=== Text excerpt ===
= = = = = = =

Part of my work is setting up a local community theatre in my area of London and for part of this I'd been preparing a proposal to enter the CAFF Touring Lottery. CAFF (better known as the Canadian Association of Fringe Festivals) manages a network of Fringe festivals throughout Canada and the United States every year and for international entrants has a lottery to help with the Tour - which is an undertaking to do all or most of the Fringe Festivals on the circuit.

As a somewhat established Fringe playwright and director based here in the UK doing the CAFF Tour is something of a dream - you get to do something you're good at and enjoy doing on the other side of the Atlantic coast to coast at costs which favour comparably with the Edinburgh Fringe. That saying it's also arguably one of the toughest challenges in theatre (or theater), with much of the year spent touring covering long distances.

However sadly I don't think it's going to happen. We're well into April 2013 and there's no new information on the CAFF Touring Lottery 2014.

I was also recently asked at a meeting of local politicians 'Is this Fringe tour something for hairdressers?'

I'm hoping that, even if the Lottery doesn't happen that the network of Fringe festivals throughout Canada and the States survives and continues. It's something to be proud of. But I also fear a decline, which is part of the general cultural decline which has gone from some great movies, music and theatre to television game shows where you can find contestants asking 'Can I have an 'n' as in knife?'

We all know how being trans can cause us problems, but I'm also sure that I'm not alone in thinking that it's not just being trans which can cause us problems, but also being intelligent can cause us problems as well.

I have a theory that the demise of modern theatre and also modern culture has led to the development of more social divisions, the destructions of different subcultures and an increase in anti-social behaviour. Last week Greater Manchester Police announced that it will be treating attacks on punks, emos and goths as hate crimes. All of a sudden it's bad to be different but somehow socially acceptable to be an idiot.

It's okay to do things such as turn left at a right hand turn only intersection, trying to pay your bus fare with a credit card, and being unable to spell seven or eight letter words and in many cities the F-word is becoming more acceptable as a verbal punctuation mark.

The chickens are coming home to roost.

I feel this has come about partly because we've been taking short cuts and neglecting our education system. We've got to stop paying teachers the same as menial council workers and stop treating our kids and students like cannon fodder on a pre-destined path to wage enslavement.

We're approaching a time when the number of people aged 60 or over is starting to outnumber the rest of the population as baby boomers are approaching retirement age and like health care, we need to get our heads back round the concept of education being a basic human need and right - like water, sleep and oxygen - instead of being a privilege for the lucky ones who can afford it.

Where is the sense of someone spending years studying for a degree in a subject area or field only to become focussed on paying off debts and stuff when they graduate? You tell me.

It seems that in many places where you have welfare provisions these welfare provisions are becoming increasingly overburdened. In many cases people are becoming stuck on welfare because they are sick, disabled, or have varying degrees of physical or mental impairment. However it's also true to say that we have an increasing number of people who are stuck on welfare programs not because they're lazy but because they never received a proper education and lack the skills and knowledge which would make them more employable.

= = = = = = =

=== Entries shown ===

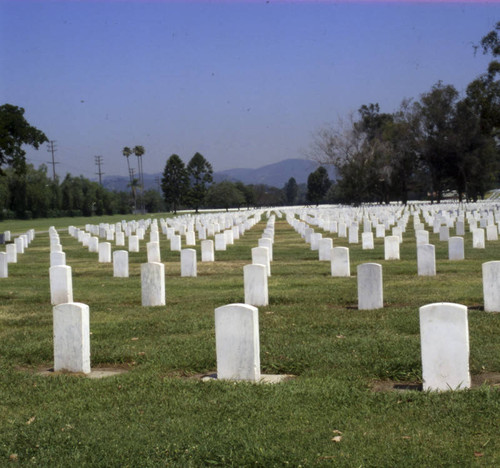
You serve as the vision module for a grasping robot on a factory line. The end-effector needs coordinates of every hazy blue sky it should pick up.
[0,0,500,177]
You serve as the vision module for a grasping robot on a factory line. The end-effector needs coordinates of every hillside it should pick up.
[103,159,336,190]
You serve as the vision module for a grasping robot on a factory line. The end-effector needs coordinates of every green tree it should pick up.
[0,104,48,171]
[234,181,255,208]
[144,189,165,213]
[161,154,189,213]
[481,21,500,79]
[122,146,132,182]
[205,180,245,210]
[307,166,331,205]
[132,145,146,213]
[187,153,213,213]
[283,177,299,205]
[418,81,458,201]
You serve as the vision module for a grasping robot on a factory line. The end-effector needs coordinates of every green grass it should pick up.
[0,217,500,467]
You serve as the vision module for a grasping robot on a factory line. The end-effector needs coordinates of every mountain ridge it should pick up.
[103,158,336,190]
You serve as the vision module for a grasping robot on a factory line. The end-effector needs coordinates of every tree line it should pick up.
[311,22,500,204]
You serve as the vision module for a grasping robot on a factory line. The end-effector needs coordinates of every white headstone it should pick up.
[115,231,125,247]
[89,236,99,253]
[98,242,111,263]
[417,244,436,276]
[49,265,73,305]
[384,236,399,260]
[128,235,139,252]
[318,237,333,262]
[215,304,260,382]
[439,226,450,242]
[361,231,374,250]
[170,234,182,252]
[448,237,465,260]
[181,249,196,276]
[0,252,9,278]
[50,252,66,266]
[5,244,17,263]
[486,224,498,241]
[243,264,269,307]
[186,231,196,245]
[357,264,382,310]
[141,263,165,306]
[259,238,273,262]
[483,261,500,312]
[331,247,351,276]
[415,229,429,245]
[146,242,161,263]
[472,228,484,249]
[113,250,128,278]
[420,302,471,391]
[201,239,215,262]
[348,224,359,244]
[14,237,24,254]
[311,232,323,250]
[252,247,271,276]
[455,220,465,236]
[215,233,226,251]
[53,302,90,374]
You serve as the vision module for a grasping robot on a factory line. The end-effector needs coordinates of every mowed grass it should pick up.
[0,217,500,467]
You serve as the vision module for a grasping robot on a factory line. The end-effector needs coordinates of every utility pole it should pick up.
[47,140,59,182]
[94,156,104,185]
[128,167,137,213]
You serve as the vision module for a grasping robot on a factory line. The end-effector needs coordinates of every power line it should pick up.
[155,176,161,193]
[94,156,104,185]
[47,140,59,182]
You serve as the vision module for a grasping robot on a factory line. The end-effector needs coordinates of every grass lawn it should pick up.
[0,210,500,467]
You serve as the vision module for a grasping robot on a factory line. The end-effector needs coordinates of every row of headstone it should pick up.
[0,229,35,278]
[53,296,471,391]
[215,303,471,391]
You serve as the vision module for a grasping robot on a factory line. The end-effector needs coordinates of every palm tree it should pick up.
[127,178,139,213]
[132,145,146,212]
[122,146,132,183]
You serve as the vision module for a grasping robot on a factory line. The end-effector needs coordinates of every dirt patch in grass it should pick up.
[17,364,131,379]
[371,372,500,392]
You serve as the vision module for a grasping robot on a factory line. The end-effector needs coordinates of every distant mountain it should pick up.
[103,159,336,190]
[214,159,336,188]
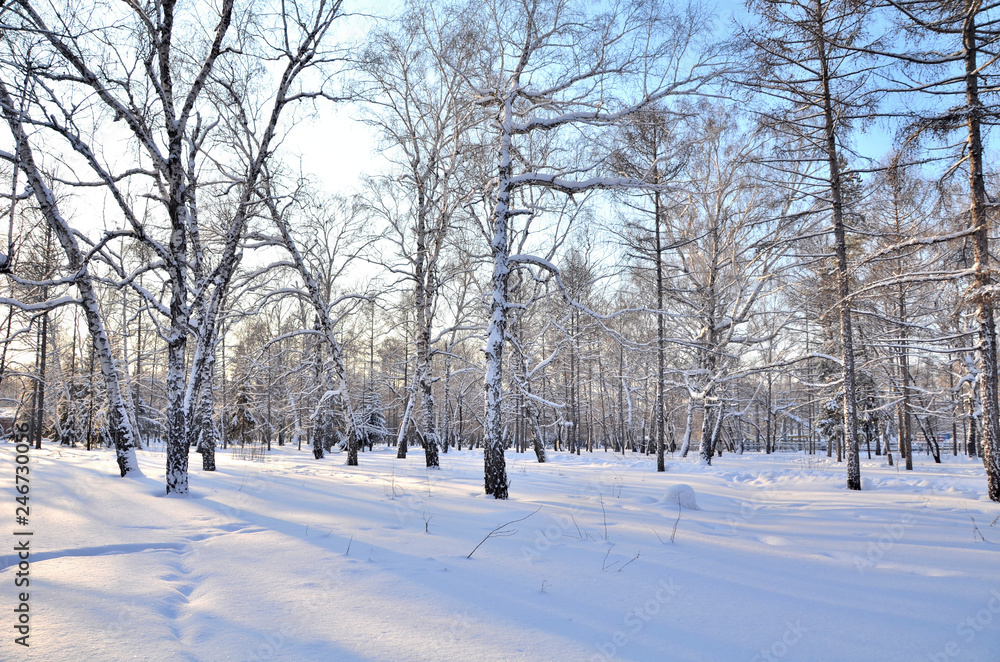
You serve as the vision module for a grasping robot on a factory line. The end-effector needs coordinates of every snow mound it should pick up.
[663,483,701,510]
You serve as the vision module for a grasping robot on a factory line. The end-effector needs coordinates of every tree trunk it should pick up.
[817,18,861,490]
[962,5,1000,501]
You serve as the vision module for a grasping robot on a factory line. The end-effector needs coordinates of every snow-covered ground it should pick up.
[0,444,1000,662]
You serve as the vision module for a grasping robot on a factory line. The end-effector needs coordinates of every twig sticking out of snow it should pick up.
[600,494,608,542]
[965,508,984,542]
[465,506,542,559]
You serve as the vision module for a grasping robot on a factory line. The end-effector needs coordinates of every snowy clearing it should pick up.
[0,445,1000,662]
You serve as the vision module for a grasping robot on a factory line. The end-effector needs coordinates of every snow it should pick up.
[663,483,700,510]
[0,444,1000,662]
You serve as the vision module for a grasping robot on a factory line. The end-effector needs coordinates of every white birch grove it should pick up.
[737,0,874,490]
[0,0,348,494]
[888,0,1000,501]
[361,3,481,467]
[444,0,710,499]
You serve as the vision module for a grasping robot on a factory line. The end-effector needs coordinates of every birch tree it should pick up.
[3,0,341,494]
[887,0,1000,501]
[362,3,480,467]
[737,0,873,490]
[449,0,709,499]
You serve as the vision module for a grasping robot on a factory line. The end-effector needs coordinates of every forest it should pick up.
[0,0,1000,507]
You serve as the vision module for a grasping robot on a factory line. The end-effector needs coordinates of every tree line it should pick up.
[0,0,1000,501]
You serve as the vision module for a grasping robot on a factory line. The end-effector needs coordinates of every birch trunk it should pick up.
[962,6,1000,501]
[0,92,142,478]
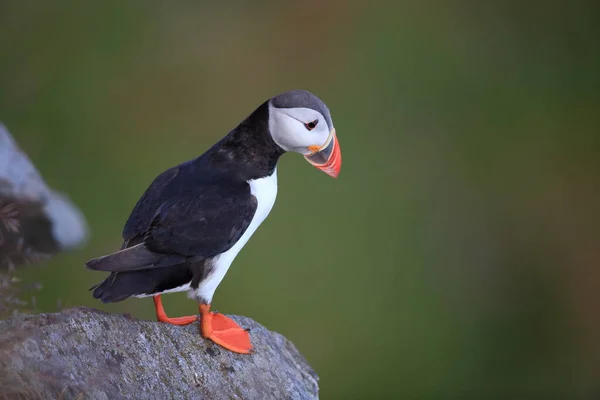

= = = = = = =

=== Exercises to complete ===
(1) Transcribe the part of the post on Fringe touring and education that begins at the words "It seems that" and stops after "them more employable.".
(2) Pick up the post on Fringe touring and education after its last sentence and continue it.

=== Per-task answers ===
(1)
It seems that in many places where you have welfare provisions these welfare provisions are becoming increasingly overburdened. In many cases people are becoming stuck on welfare because they are sick, disabled, or have varying degrees of physical or mental impairment. However it's also true to say that we have an increasing number of people who are stuck on welfare programs not because they're lazy but because they never received a proper education and lack the skills and knowledge which would make them more employable.

(2)
The other reason is that - and we do have to face facts here - television and the media have been successful in dumbing us down.

I came back to the UK from Poland at the end of 2005 after living there for 13 years. However six years later I can still find people on television who I don't know who they are, why they are on TV or how they came to be so well known. We have celebrity culture and reality television where we get to watch ordinary people doing ordinary things and this is what now passes for entertainment.

In fact not only has the media and television succeeded in dumbing us down, but it's also pretty good at promoting the cult of the idiot. Daytime television is awash with programmes with first name presenters such as 'Trisha', or Jerry Springer, Jeremy Kyle, Judge Judy, where we can be entertained by idiots getting themselves into stupid situations.

Television producers tell us that this is what viewers enjoy watching. Sure, just like Eskimos enjoy chewing fat because there's nothing else available north of the Arctic Circle.

It's like with the music industry. I remember back when cellphones first started becoming popular with their primitive ringtones because we still had fairly decent music. Now it seems that everyone has a smartphone or iPhone and much of what's produced as music sounds more like the primitive ringtones. Some of the songs I hear make me wince because of that tinny digital sound you get from either autotune or digitally editing the voice.

I feel that we've already gone way beyond the stage of meditation and introspection and that we're now at the crossroads where we get to choose between books and the beckoning horizon of new technology.

We are told that the new technology is better because it makes our lives easier. But chances are that the stats they're using have been computer generated and the voice is also a computer generated synthesized voice.

But this appears only to mean that there will be even less demanded from us, less effort, less thinking, and even more tolerance for stupidity and lack of effort. We are coming to a period where such qualities as compassion, empathy and understanding are seen as weaknesses and liabilities and I'm afraid that soon we're going to reach a point where intelligence and creativity are also going to be seen as weaknesses and liabilities.

At what cost all this technology? Our humanity? Isn't this where the costs start to outweigh the benefits?

What say you?
"The truth within me is more than the reality which surrounds me."
Constantin Stanislavski

Mistakes not only provide opportunities for learning but also make good stories.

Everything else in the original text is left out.